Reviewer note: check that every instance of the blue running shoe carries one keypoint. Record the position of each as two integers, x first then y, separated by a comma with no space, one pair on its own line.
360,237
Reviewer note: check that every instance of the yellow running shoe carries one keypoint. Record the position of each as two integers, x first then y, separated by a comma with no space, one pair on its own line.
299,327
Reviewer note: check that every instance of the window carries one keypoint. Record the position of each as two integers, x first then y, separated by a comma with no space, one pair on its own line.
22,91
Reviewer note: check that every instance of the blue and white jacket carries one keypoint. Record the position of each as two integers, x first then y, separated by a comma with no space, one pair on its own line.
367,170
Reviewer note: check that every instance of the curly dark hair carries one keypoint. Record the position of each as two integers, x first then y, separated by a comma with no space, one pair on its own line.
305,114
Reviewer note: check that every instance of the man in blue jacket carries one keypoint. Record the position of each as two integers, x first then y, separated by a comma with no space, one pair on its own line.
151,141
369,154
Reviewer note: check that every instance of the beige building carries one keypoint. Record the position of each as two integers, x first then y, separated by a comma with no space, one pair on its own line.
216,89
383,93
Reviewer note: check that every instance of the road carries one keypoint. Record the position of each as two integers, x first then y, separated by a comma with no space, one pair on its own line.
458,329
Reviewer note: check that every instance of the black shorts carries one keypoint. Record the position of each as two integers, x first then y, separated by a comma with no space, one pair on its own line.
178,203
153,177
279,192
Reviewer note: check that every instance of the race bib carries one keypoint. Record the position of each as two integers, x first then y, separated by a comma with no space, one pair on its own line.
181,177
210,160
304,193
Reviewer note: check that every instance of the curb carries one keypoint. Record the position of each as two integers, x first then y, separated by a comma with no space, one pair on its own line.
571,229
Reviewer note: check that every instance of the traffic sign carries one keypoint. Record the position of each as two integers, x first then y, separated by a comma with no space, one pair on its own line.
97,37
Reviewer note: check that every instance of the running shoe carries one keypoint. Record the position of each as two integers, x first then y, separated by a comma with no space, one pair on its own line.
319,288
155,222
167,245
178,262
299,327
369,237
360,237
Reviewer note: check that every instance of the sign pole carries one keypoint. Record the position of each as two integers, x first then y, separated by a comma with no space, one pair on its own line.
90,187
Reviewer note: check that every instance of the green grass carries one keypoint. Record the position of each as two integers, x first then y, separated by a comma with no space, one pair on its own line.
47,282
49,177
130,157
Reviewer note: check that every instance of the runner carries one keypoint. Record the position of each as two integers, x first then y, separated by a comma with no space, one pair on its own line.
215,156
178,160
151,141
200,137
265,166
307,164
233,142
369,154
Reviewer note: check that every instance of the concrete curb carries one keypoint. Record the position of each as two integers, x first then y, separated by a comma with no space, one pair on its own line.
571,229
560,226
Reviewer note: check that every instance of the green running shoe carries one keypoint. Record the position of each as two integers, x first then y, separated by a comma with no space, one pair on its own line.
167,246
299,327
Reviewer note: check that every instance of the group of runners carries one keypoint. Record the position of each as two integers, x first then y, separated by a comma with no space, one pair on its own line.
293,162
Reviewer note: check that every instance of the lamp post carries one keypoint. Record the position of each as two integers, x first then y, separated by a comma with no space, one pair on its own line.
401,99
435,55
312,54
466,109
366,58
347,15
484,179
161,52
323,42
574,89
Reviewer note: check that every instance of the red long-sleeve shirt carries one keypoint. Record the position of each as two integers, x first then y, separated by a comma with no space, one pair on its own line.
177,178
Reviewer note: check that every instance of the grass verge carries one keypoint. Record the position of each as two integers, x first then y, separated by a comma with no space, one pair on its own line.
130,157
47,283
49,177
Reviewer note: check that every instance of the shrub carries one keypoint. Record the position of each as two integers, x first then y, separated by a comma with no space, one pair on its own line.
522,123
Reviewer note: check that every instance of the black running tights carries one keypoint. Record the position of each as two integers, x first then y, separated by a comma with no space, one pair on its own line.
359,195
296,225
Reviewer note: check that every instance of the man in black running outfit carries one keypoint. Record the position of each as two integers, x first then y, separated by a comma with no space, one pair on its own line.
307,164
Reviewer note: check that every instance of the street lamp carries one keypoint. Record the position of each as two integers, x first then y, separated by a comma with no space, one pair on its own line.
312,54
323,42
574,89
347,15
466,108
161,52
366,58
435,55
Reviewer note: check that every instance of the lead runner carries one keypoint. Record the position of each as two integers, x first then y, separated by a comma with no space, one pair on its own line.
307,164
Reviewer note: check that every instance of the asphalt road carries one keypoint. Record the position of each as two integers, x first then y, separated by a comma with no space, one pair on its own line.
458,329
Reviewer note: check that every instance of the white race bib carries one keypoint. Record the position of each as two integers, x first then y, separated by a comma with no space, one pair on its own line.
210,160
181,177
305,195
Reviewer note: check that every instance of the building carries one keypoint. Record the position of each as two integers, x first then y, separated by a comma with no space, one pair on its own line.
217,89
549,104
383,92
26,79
========================
• **Assignment**
Write out the material again, exactly as shown above.

• **Solution**
Reviewer note: check that every instance of the blue running shoe carries one keypoint. Record the position of each as two integers, x first then y, separated by a comma with no space, one pair on its own line.
360,237
Reviewer note: check that every instance of the yellow running shoe carries one keypoint. Record the position of each as two integers, x first then y, separated by a comma with no space, one pair on its own line.
299,327
Reviewer note: check that every instance of the window carries one keypoint. Record the position of each as two integers, x first then y, separated by a comma with no space, one pair on its own line.
22,91
Reviewer note: check that every instance of the blue and white jacket carries one keypoint. Record the position of each as two integers, x first then y, separated by a comma with no space, one pair on its own line.
367,170
Reviewer note: check that every instance of the curly dark hair carries one keypoint. Record the position of each as two integers, x first then y, separated by a comma with no space, one pair on its own line.
305,114
Reviewer note: check that every instance of the man in blue jacket carries one keypoint. Record the position of each as two integers, x first then y, separated by a comma with no space, one pair on its own line.
151,141
369,154
Reviewer note: check that every instance of the beige building carries one keypoint. Record the position of each as two integers, x first then y, separated by a comma with no space, one pair on its own line.
216,89
383,93
Reviewer note: check that every instance of the road carries one keypoint. Record the position of each as two integers, x first then y, separated by a comma with no space, one pair on its own line.
458,329
Reviewer note: check that every instance of the black shorts carries one keypoint. Record the position of each as two integers, x first then y, separated by a comma with no space, one pair on its own line.
178,203
153,177
279,192
Reviewer note: check that every instance of the race bib carries one keypoint. Record the position of each as two integers, x first then y, separated by a comma with no space, one pair on its own line.
181,177
210,160
304,193
Reviewer note: check that every instance of the curb carries one keypoint. Record the position of each as two integers, x first then y, separated by a comma with no space, one pair on its own line.
571,229
Reviewer note: check that every instance of the traffic sign carries one keypoint. Record the position of each as two integers, x first then y, separated by a comma with no space, one pair on its own line.
97,37
Reviewer note: check that every instance of the running shoe carries one keypoint. Record the position of each as two integers, x first then y, separated by a comma with no space, one pair on its own line.
319,288
155,222
167,245
178,262
299,327
369,237
360,237
Reviewer note: check that every instance of the sign pole carries one keypoint. Record the position of each as two integers, x first then y, separated by a comma with no space, one pair on its own line.
90,187
Reviewer note: check that every instance of the green grass carries one keypoint. Record the position of each as two integers, x first then y, separated by a comma with no space, one pair on its own line.
47,282
49,177
130,157
Reviewer note: check that every instance of the runner carries one keypoint. Record the position of each as two integers, x first then y, separated by a comma with no space, one pair on its own line.
215,156
178,160
151,141
200,137
265,166
307,164
233,142
369,154
Reviewer note: check that every instance of the concrete curb carries one keypoint. Record the position of each as two integers, x first then y, separated by a comma with no space, one pair on its own line.
571,229
560,226
Reviewer note: check that every instance of the green running shoe carries one keypoint. Record the position of each as two integers, x first then y, separated by a comma with no space, one pair on its own line.
167,246
299,327
Reviewer note: check that every instance of the group of runners carries one keypoint. Record the position of each as two integers, x first then y, separated by a comma with no space, one pair on its own line.
293,162
Reviewer note: check that every instance of the lamp post carries one keypoint. Record the position of each as two integers, x first then y, separated by a comma with no space, one pair on its own line.
401,99
435,55
312,54
466,109
366,58
347,15
484,179
161,52
323,42
574,89
Reviewer note: check that every instance of the red long-sleeve shirt carries one keypoint. Record the position of each as two integers, x first then y, separated by a comma with no space, one pair on its own line.
177,178
Reviewer note: check that every instance of the grass verge carries one keypoint. Record the position of each as two integers, x first then y, separated by a comma with no space, one pair on its own line.
130,157
47,283
49,177
Reviewer note: check that every instance of the shrub carries one keypoint. Record the position of each as two integers, x first then y, separated by a comma with no space, one pair on its own line.
522,123
Reviewer note: check that every instance of the black running tights carries one keypoint. Record the position of each as two integers, x first then y, separated by a comma with no space, one pair on its own line.
359,195
296,225
Reviewer note: check that every instance of the man in black running outfit carries one keypoint. Record the position of each as two integers, x first then y, separated by a comma with no space, one pair on its own line.
307,164
Reviewer note: check that every instance of the street lamp carries one keypoint. Record the position of each as two integers, x first then y, separated by a comma with no space, one pair on its own line.
312,54
323,42
574,89
347,15
466,108
161,52
366,58
435,55
Reviewer note: check that every instance of the lead runner carries one keypoint. Record the position of each as two integers, x first then y, separated by a comma with no space, one pair on its own line.
307,164
Reviewer note: check that every instance of the asphalt road carries one keypoint. Record the position of each as two integers, x first then y, separated by a comma with no space, one pair on its own line.
458,329
Reviewer note: check that every instance of the white race bib carries one keypoint. Record the position of each as two integers, x first then y, separated by a comma with no space, one pair on its own line.
210,160
181,177
305,195
Reviewer note: check that every instance of the building carries one keypoint. Record the position of each as two integers, x first then y, separated by a comma with no space, one pair on its own line.
217,89
549,104
383,92
26,79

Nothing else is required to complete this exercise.